§ **YOUR OBJECTIVE**
Look through the entries below, please, and copy every line with the word "tile".

§ **EXERCISE MATERIAL**
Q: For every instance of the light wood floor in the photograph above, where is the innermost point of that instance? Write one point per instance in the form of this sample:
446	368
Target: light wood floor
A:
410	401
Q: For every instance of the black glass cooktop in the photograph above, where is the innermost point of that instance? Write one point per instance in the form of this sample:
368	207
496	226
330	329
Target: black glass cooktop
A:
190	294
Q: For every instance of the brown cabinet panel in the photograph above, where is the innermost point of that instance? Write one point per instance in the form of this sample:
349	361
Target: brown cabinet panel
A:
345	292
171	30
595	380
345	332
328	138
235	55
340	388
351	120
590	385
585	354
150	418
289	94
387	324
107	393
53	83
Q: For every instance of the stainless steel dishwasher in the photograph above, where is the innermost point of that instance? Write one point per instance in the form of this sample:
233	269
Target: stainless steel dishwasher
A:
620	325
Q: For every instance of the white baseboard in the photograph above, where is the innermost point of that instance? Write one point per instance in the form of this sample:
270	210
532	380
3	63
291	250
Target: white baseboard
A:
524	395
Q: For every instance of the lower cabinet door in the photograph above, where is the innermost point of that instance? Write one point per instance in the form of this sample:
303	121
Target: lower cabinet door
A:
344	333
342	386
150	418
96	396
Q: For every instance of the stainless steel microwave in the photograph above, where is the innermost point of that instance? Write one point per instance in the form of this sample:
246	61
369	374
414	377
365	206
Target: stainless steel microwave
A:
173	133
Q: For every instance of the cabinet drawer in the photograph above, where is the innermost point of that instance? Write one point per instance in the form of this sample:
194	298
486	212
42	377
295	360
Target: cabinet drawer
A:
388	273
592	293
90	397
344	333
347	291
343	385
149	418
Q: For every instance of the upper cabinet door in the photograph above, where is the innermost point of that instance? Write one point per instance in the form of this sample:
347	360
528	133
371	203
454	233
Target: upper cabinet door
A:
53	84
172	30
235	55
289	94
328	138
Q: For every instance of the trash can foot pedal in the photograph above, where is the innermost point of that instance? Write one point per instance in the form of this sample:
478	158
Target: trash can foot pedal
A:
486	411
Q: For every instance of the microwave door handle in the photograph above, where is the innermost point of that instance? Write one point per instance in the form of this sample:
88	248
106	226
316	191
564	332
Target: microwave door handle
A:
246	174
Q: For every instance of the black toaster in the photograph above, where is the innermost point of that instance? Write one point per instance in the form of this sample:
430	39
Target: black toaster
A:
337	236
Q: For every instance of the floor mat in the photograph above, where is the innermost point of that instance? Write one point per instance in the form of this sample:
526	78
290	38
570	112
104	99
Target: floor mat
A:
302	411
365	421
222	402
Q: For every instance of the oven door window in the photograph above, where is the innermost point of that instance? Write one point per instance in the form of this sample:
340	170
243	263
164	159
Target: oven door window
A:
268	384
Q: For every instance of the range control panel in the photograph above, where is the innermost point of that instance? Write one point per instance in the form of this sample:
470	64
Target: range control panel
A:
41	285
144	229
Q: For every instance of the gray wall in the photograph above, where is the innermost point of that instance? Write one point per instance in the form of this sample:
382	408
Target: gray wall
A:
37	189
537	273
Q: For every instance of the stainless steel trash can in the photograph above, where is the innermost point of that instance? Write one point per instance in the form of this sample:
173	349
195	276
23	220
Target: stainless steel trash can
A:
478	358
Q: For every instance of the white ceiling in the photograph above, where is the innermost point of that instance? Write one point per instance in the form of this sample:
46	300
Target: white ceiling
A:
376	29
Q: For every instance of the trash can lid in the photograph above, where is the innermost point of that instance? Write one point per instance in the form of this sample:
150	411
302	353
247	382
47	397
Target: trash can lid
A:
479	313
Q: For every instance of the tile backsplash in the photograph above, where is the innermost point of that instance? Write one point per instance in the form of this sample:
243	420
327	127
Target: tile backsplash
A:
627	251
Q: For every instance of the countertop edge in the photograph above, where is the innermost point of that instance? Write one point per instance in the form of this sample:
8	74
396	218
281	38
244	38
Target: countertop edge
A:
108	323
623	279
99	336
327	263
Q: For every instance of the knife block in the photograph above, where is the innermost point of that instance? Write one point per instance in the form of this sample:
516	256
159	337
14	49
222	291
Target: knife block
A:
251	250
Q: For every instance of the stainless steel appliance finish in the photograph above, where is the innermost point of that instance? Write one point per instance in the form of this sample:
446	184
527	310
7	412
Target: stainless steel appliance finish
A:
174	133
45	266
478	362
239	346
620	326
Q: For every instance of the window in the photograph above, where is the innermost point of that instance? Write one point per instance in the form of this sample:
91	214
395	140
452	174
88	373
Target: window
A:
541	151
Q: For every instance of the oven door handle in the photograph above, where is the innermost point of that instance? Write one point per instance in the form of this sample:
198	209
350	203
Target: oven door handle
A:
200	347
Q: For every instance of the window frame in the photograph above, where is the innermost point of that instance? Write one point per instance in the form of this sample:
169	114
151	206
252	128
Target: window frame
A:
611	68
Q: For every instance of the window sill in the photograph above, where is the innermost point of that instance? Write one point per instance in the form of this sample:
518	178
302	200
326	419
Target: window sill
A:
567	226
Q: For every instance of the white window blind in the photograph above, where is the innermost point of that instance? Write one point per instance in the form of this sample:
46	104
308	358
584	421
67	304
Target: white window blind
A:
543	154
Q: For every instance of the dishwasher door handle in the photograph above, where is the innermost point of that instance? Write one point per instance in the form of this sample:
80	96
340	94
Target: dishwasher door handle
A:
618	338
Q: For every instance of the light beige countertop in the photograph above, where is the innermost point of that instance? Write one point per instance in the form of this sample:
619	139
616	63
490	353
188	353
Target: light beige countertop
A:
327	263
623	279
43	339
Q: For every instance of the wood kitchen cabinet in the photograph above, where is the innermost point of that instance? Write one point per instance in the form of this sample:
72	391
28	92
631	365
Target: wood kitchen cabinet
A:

§ **SOLUTION TO THE EXERCISE**
Q: For every instance of the tile backsplash in the photograph above, where is the innermost point of that instance? Write one point per instance in the form of this sample:
Target: tile backsplash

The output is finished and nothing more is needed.